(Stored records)

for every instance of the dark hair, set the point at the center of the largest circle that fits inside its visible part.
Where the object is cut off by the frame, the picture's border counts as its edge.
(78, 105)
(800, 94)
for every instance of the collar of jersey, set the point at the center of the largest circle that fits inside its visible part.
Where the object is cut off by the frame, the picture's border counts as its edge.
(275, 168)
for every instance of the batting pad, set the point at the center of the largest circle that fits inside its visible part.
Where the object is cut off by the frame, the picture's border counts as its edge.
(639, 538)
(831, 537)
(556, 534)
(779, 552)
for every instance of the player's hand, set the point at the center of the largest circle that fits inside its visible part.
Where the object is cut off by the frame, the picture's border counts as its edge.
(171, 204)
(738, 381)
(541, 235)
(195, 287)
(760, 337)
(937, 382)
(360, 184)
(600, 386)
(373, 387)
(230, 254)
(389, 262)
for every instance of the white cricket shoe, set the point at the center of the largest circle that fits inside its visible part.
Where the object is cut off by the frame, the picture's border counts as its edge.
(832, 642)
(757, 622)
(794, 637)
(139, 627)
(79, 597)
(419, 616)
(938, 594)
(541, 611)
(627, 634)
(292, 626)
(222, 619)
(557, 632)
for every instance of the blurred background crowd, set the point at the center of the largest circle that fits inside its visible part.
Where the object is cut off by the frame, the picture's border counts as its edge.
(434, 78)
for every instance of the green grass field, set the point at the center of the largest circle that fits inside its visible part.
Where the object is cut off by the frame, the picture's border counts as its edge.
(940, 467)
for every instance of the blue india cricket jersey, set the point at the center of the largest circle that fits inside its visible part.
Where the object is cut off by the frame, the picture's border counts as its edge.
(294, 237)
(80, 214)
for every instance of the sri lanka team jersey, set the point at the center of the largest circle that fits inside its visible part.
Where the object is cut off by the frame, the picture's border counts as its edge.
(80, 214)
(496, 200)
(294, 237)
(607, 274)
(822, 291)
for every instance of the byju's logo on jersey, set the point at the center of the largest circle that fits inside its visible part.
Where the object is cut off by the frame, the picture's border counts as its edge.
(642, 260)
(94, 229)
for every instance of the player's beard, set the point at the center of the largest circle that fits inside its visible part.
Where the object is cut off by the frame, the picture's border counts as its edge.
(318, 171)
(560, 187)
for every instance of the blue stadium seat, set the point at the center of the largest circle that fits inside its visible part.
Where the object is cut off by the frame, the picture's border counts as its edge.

• _Exercise_
Could you turn every one of the rows above into a JSON list of strings, one string per line and no blank lines?

• _Written solution_
[
  "for every instance of the dark hair, set the point at the center of the largest circle that fits inside its visible part.",
  "Where the object is cut off by the frame, the picture's border counts as its edge.",
  "(78, 105)",
  "(800, 94)",
  "for every instance of the collar of jersey, set the point at the center of the largest circle that fits inside its visible part.",
  "Where the object is cut off by the frame, the picture's border counts as its edge.",
  "(275, 168)",
  "for every instance of the batting pad, set the point at the center of the largest circle that fits inside its visible part.",
  "Where the object is cut off by the frame, the picture's border counts as its edge.",
  "(639, 538)",
  "(831, 537)",
  "(556, 534)",
  "(779, 552)",
  "for every instance of the player's hand, set the point at the center of the largest circle that fits inside its visible part.",
  "Where the object is cut off by the frame, the picture's border counts as its edge.",
  "(171, 204)",
  "(738, 381)",
  "(541, 235)",
  "(195, 287)",
  "(760, 337)",
  "(937, 382)",
  "(360, 184)",
  "(600, 386)",
  "(373, 387)",
  "(230, 254)",
  "(389, 262)",
  "for every instance of the white cricket shoe, set the point at the center of the largest circle that fits inside its visible part.",
  "Where the object is cut off by the frame, the picture's border counts as its edge.",
  "(832, 642)",
  "(757, 622)",
  "(794, 637)",
  "(139, 627)",
  "(79, 597)",
  "(419, 616)",
  "(938, 594)",
  "(541, 611)",
  "(627, 634)",
  "(292, 626)",
  "(222, 619)",
  "(557, 632)",
  "for every instance of the blurred background crowd, set the point at the center of the largest circle that fits inside its visible part.",
  "Where the object is cut off by the frame, the picture's border counts as its edge.",
  "(434, 78)",
  "for every instance of the green grass field, set the point at the center of the largest circle that fits inside its visible part.",
  "Where the object is cut off by the frame, the picture's border counts as its edge.",
  "(940, 467)",
  "for every instance of the blue india cricket jersey, set the point at the center of the largest circle that fits inside its visible part.",
  "Where the object is cut off by the frame, the picture's border counts as its edge.",
  "(294, 237)",
  "(80, 214)",
  "for every instance of the sri lanka team jersey, set the point at the center of the largest circle that fits inside its visible part.",
  "Where the object is cut off by the frame, the picture's border counts as its edge.",
  "(80, 214)",
  "(496, 200)",
  "(294, 237)",
  "(607, 274)",
  "(822, 291)",
  "for every instance of the byju's logo on jersey, set the point at the center of the largest circle that fits inside its visible part.",
  "Where the object is cut off by the frame, the picture's border counts as its edge.",
  "(642, 260)",
  "(94, 229)",
  "for every instance of the player's beard, set the point at the center of the largest circle that fits inside its visible part.",
  "Where the object is cut off by the frame, the picture's border counts as its edge.",
  "(318, 171)",
  "(560, 187)",
  "for every instance of the blue stadium seat, set the point at the center of the largest circle that fits inside its visible part.",
  "Where the object is cut off by the frame, the picture's border counts as its edge."
]